- STATED EXERCISE
Transcribe the entries exactly; images are not part of the copy.

- GIVEN DATA

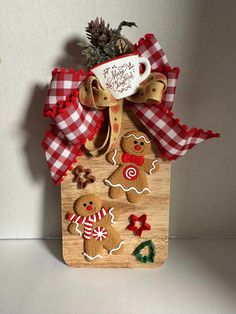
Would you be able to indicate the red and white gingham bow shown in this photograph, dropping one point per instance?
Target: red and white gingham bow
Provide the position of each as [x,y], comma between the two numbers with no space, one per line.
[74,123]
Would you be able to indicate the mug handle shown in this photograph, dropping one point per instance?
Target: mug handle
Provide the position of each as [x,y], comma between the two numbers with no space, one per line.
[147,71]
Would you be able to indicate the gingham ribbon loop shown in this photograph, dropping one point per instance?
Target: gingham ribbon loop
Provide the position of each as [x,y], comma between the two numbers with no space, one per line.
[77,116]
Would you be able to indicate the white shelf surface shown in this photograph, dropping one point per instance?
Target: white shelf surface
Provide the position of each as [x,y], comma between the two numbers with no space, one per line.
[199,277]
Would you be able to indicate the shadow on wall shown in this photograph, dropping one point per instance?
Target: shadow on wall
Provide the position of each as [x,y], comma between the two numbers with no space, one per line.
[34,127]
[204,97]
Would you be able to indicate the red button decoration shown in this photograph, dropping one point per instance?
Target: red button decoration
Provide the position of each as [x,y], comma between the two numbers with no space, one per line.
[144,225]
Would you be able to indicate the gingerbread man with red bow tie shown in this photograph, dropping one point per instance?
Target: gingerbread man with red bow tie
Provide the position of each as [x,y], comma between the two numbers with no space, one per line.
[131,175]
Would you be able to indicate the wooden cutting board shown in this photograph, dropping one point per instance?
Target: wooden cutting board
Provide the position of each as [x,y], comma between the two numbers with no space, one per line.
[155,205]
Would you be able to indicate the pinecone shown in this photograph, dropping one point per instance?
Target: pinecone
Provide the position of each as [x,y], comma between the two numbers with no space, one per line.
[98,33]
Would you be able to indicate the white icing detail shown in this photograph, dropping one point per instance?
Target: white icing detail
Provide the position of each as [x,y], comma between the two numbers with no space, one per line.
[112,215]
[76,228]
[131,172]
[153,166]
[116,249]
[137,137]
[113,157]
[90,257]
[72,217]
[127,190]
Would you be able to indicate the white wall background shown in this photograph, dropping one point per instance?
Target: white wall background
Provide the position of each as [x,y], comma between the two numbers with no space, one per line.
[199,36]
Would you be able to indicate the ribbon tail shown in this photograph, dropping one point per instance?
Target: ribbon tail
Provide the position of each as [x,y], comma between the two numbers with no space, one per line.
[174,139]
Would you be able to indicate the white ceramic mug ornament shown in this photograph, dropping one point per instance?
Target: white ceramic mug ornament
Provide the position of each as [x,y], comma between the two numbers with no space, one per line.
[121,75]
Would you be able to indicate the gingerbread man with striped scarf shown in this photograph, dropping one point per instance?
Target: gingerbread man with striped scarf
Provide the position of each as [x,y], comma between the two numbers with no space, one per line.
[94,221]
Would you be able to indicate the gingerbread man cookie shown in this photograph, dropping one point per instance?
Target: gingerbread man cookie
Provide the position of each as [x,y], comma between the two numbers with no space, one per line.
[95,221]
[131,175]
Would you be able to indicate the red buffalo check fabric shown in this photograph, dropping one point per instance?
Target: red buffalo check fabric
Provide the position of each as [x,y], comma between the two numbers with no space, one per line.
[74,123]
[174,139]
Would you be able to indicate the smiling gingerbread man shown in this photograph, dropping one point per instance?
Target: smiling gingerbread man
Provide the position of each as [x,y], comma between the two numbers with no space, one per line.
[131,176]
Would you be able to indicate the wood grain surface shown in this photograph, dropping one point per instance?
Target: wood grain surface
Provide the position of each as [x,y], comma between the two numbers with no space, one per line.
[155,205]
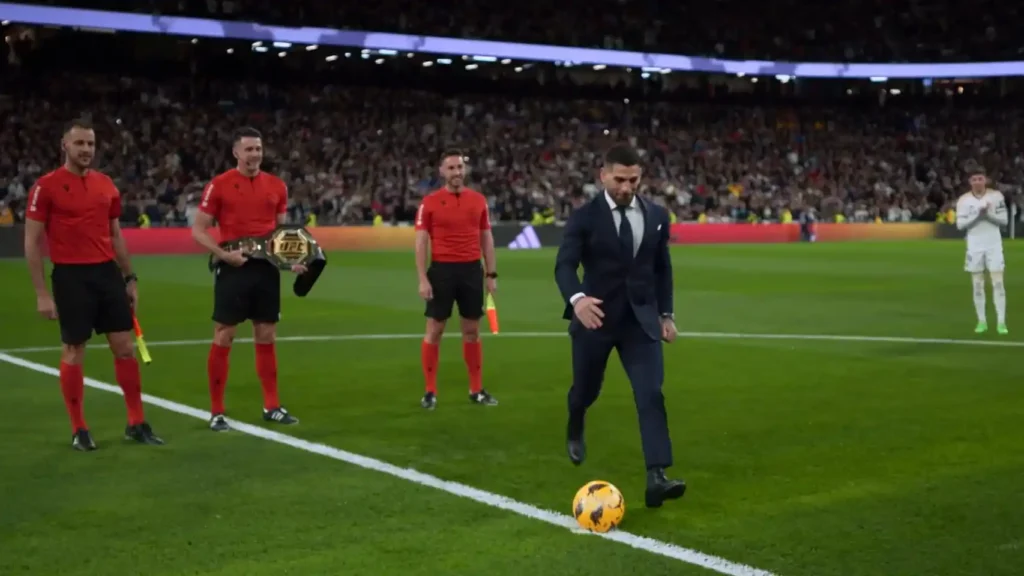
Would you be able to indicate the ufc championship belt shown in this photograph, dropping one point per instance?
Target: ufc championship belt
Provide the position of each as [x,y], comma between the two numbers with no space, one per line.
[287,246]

- ANSWER TO THE EXERCISE
Would you be able to indicate the red and white gingham bow shown in this photograph, dropping one point per instance?
Target: red and white gingham bow
Provide the position of each as [x,y], comma between the two numbers with no space, one per line.
[74,123]
Would you be able to indicate the mug handle shown in this photograph, dropping one point per instance?
Target: mug handle
Provide the position of each as [x,y], comma between the two numbers with no space, one per line.
[147,71]
Would you be able to indicate the gingham ribbon loop shown in this photograph, dropping one point per instance?
Target: gingham ribbon loop
Provide the position of each as [x,y], comma between the two numbers with no space, one per line.
[77,116]
Would you be able to indicate the white shelf surface shown in this photograph, dropping one point per instance?
Target: white shelf surface
Provide the position of each as [x,y], comma between the two numbers with no space, one per line.
[199,277]
Would you be able to indicate the shadow on wall shown in this photograph, dropping one point per instance?
Target: shadow on wall
Provide the position of each as [x,y], comma between the two numbers with no space, one per line.
[34,127]
[204,97]
Would you be able to indicate the red button decoration shown in this photograph, dropping one point per instance?
Target: red button decoration
Provide the position of each as [x,y], comma between the two numbers with no space, one per line.
[144,225]
Would you be able to indicate the gingerbread man with red bow tie shown in this photograph, dropping one point per instance?
Target: gingerbread man with red bow tie
Provide the position of each as [x,y], comma between the two numbers with no space, one per line.
[131,175]
Would you be able to indicate the wooden cutting board shown in this photograph, dropping one point per instance?
Target: wooden cutting board
Provide the position of each as [x,y], comma between the two numbers with no space, one per line.
[155,205]
Would you be able to indicate the pinecone shown in this photograph, dropping one point per instance?
Target: pinecone
Provide the position of each as [x,y], comma between the two numbers with no space, one per line.
[98,33]
Would you be able to indicate the white icing detail shown in this photograph, dropping one point per instance?
Target: white icing detail
Provide the position of each as [x,y], comma between the two numbers with no space, one per line.
[112,215]
[76,228]
[131,172]
[153,166]
[116,249]
[137,137]
[113,157]
[90,257]
[72,217]
[127,190]
Would you be able to indicate the white wall background shown in this photograph, dropping one point per instance?
Target: white wall background
Provide the position of each as [x,y], comma between the two numbers with no space, one per line.
[199,36]
Would you be able to indicate the ribbon tail shown in this photograph, dropping one point per instance?
Target: ribbon tail
Provide the position of each as [x,y], comma between the two numbers with no space, one per line.
[174,139]
Would you be able to indicate the white ceramic mug ornament shown in this photograph, dropping one point per instance?
Target: white ceramic mug ornament
Provide the position of each as [x,y], comma between the two numbers with no space, one per line.
[121,75]
Would you be able to indicate the gingerbread man with striped scarf shown in this photograph, dropping one point per instance?
Target: gingerbread man with striped scarf
Provide the position of each as [x,y], comma between the two numbers with no space, one per line.
[94,221]
Would you be able to indicate the gingerbread man cookie shown in this photograph, dropping one point per instance?
Target: gingerbread man cookie
Provide the position of each as [x,y], comma between the two numbers with no space, one per line.
[95,221]
[131,175]
Would you be able to indicate the red buffalo check fabric shown in this photograph, dropping one point per instance?
Target: red buffalo check fabric
Provide the position of each as [x,y], comma between the two numbers with no space, one per line.
[74,123]
[174,139]
Would you be able to indicate the smiling gingerbread man shown in this photograph, dropping one point per instance?
Target: smiling gingerbread man
Provide the position of each as [x,y], comma between the two numbers with no space, one per line.
[131,176]
Would you be able to indicate the wood grain surface shown in this photograph, dropping one point per instance?
Target: wood grain surface
Provide the position of each as [x,y], comma between the two numbers with no space, one per line.
[155,205]
Would you be able to indicate the ufc championship belt shown in this photograph, dropping one point per instance?
Target: ufc championship belt
Provide the position of each as [x,y], comma between the two numbers with no space, one per line.
[287,246]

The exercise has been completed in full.